#### [ENTRIES SUPPLIED]

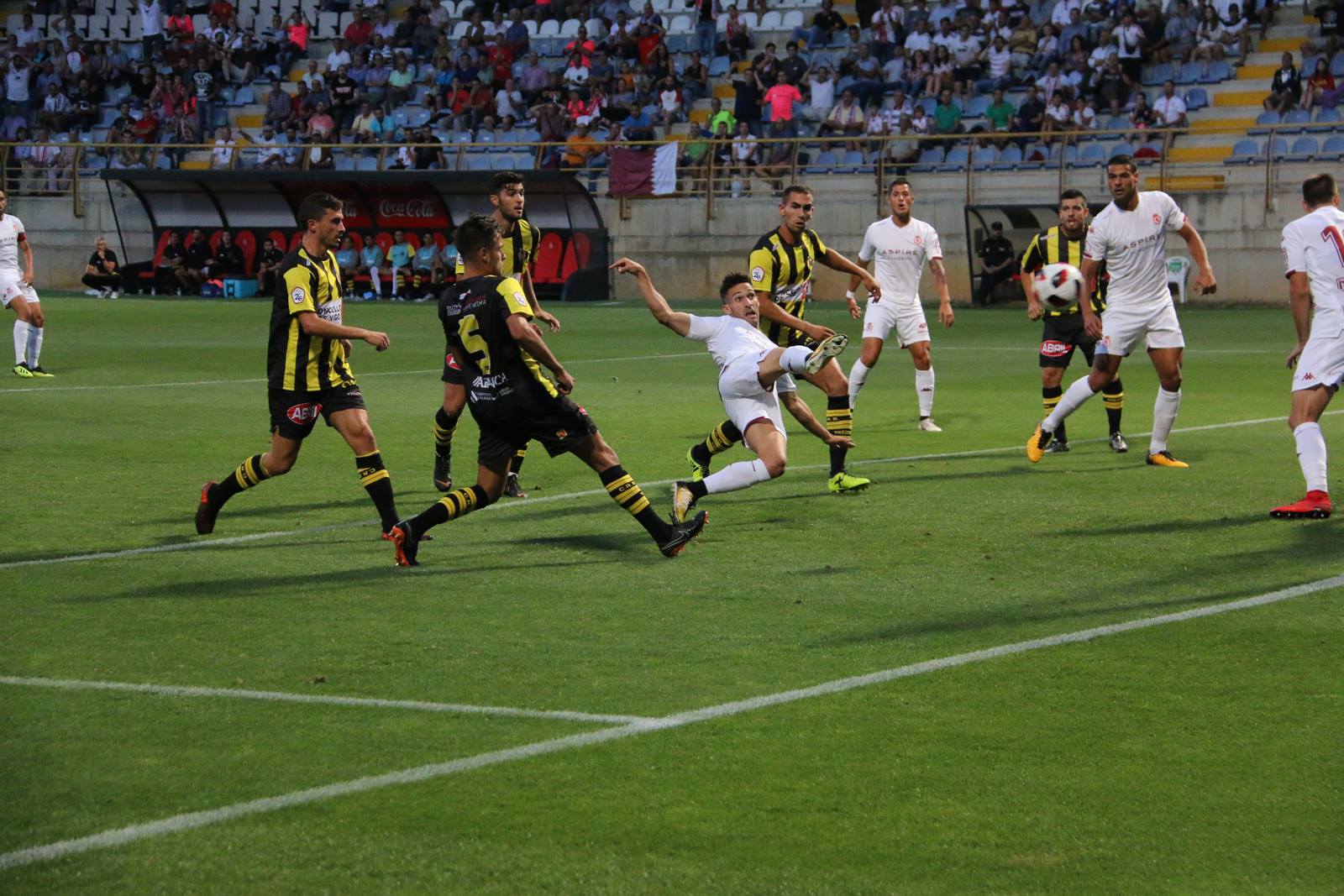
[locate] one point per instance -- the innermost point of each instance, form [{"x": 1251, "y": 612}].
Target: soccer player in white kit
[
  {"x": 900, "y": 244},
  {"x": 749, "y": 365},
  {"x": 18, "y": 295},
  {"x": 1131, "y": 237},
  {"x": 1314, "y": 261}
]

#### [WHAT IS EXPECTED]
Repeat the data exactly as given. Keep every picture out of the copy.

#### [ANSWER FOR THIS EXERCISE]
[locate] one point per instance -- the innermost point of each instance, form [{"x": 1251, "y": 612}].
Target: soccer player in white kit
[
  {"x": 900, "y": 244},
  {"x": 749, "y": 365},
  {"x": 18, "y": 295},
  {"x": 1131, "y": 237},
  {"x": 1314, "y": 261}
]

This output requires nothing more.